### REQUIREMENTS
• A. For each statement, say whether the text about Ainu Mosir agrees with it. Answer yes or no, and quote the deciding words. (i) Kanto is fourteen and lives in Hokkaido. (ii) Manos Sucias won the Independent Spirit Award for Best First Feature. (iii) Kanto plays Bob Dylan songs with his band.
• B. Repeat the part of the text about Ainu Mosir starting at "Josef Kubota Wladyka’s" and ending at "conscious genre films.", word for word.

begin TEXT EXTRACT

Josef Kubota Wladyka’s latest film, Catch the Fair One, a taut thriller starring Kali Reis (who is nominated for an Independent Spirit Award for her role), is out now in theaters and on demand. Wladyka’s debut feature, Manos Sucias, won Best New Narrative Director at the 2014 Tribeca Film Festival and was nominated for two Independent Spirit Awards, Best First Feature and Best Editing. Josef has also directed episodes of the acclaimed television shows Narcos, Fear the Walking Dead and The Terror. Residing in Brooklyn, New York, Josef holds an MFA from New York University’s Graduate Film Program and was named one of Filmmaker magazine’s 25 New Faces of Independent Film. He remains committed to making socially conscious genre films.
Some days I wake up and feel like indie films are dying. With so much content being created, it’s obvious the streaming wars are having a profound effect on cinema. How does a film get eyeballs on it when there is so much content out there? If it doesn’t have movie stars to draw in an audience, or if it isn’t an established piece of IP, how are people going to find it? I feel like so many amazing films have flown under the radar in the past few years and an example of this is Takeshi Fukunaga’s second feature film, Ainu Mosir.
On the surface, this film seems like a straightforward coming-of-age drama. Kanto, a 14-year-old Ainu boy living in Hokkaido, Japan, struggles with embracing his Indigenous culture and processing the recent death of his father. He lives out of a gift shop his mom runs, where the presence of his father still looms. He likes to play Chuck Berry with his band, mess around with his friends, and dreams of moving out of the small town to bigger and better things.
It all seems pretty standard until Debo, his father’s friend and a community elder, takes Kanto under his wing. They embark on a camping trip to the sacred forest, where Debo teaches Kanto Ainu traditions, in the memory of his father. The trip ends with Debo asking Kanto to keep a secret. He introduces him to Chibi, a bear cub caged in the forest that Debo wants to keep hidden. Kanto immediately falls in love with Chibi and gladly accepts Debo’s offer to take care of him. Little does Kanto know that this bear is being taken care of to be sacrificed in an Iomante – a controversial Ainu ceremony that some people cherish and some think shouldn’t be performed anymore.

end TEXT EXTRACT
begin DATA ROWS

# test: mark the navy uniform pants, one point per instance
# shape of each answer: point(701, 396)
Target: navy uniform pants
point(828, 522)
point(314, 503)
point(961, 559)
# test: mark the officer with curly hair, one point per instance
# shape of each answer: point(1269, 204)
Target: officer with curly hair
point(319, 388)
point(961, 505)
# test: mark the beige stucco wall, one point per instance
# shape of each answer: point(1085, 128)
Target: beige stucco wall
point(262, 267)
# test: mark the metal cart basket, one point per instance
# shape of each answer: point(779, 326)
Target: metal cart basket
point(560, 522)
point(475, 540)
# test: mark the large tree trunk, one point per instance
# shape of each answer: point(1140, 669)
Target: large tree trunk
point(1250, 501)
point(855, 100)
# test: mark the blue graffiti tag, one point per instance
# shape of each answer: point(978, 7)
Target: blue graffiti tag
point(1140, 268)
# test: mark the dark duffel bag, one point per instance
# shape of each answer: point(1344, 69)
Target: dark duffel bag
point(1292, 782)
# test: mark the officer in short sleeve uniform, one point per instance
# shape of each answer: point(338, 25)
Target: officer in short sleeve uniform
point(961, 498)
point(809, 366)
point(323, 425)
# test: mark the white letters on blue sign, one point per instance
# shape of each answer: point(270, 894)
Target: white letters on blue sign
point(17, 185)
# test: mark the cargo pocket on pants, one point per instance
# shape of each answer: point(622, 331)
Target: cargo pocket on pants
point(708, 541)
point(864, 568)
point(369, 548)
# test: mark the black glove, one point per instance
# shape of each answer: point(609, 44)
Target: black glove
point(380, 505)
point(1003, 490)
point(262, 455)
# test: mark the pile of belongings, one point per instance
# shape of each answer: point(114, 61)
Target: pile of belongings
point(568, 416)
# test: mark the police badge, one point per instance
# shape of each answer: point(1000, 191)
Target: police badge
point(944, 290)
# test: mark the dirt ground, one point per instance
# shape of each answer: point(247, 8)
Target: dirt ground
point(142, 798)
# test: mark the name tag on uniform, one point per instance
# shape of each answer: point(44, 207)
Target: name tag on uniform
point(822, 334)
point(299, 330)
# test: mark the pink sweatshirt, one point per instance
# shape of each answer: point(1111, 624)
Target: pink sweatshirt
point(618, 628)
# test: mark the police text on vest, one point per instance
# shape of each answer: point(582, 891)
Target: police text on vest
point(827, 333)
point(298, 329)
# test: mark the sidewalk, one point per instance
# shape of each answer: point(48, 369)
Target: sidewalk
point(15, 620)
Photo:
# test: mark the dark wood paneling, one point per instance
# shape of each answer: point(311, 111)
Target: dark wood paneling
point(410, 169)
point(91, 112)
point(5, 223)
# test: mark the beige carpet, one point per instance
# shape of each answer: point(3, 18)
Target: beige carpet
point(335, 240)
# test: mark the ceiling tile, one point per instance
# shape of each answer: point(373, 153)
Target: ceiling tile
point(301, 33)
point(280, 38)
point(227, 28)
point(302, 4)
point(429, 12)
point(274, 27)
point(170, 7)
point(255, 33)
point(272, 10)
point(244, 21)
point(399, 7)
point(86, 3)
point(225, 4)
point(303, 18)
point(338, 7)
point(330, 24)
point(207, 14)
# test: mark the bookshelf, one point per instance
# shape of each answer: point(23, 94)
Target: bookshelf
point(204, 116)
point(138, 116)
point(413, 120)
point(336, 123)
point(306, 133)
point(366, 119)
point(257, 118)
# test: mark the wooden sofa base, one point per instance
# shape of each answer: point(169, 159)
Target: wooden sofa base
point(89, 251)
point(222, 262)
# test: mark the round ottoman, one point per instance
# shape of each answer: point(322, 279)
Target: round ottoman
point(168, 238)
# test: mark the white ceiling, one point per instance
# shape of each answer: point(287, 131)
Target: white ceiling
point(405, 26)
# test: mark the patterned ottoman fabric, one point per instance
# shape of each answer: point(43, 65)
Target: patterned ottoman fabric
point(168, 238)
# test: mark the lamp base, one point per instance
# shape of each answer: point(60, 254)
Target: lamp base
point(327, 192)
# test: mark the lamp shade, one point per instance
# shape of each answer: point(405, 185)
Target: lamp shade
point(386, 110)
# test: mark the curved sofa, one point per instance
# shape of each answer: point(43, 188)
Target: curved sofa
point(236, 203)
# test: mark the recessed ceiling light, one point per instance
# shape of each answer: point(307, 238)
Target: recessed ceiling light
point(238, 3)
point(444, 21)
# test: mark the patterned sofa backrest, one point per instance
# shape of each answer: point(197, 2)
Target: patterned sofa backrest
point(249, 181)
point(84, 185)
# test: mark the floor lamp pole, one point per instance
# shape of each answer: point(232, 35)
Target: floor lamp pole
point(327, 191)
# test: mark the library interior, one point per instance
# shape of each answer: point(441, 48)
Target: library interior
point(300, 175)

end DATA ROWS

### WORKED ANSWERS
• A.
(i) Yes: "Kanto, a 14-year-old Ainu boy living in Hokkaido, Japan"
(ii) No: "was nominated for two Independent Spirit Awards, Best First Feature and Best Editing"
(iii) No: "He likes to play Chuck Berry with his band"

• B.
Josef Kubota Wladyka’s latest film, Catch the Fair One, a taut thriller starring Kali Reis (who is nominated for an Independent Spirit Award for her role), is out now in theaters and on demand. Wladyka’s debut feature, Manos Sucias, won Best New Narrative Director at the 2014 Tribeca Film Festival and was nominated for two Independent Spirit Awards, Best First Feature and Best Editing. Josef has also directed episodes of the acclaimed television shows Narcos, Fear the Walking Dead and The Terror. Residing in Brooklyn, New York, Josef holds an MFA from New York University’s Graduate Film Program and was named one of Filmmaker magazine’s 25 New Faces of Independent Film. He remains committed to making socially conscious genre films.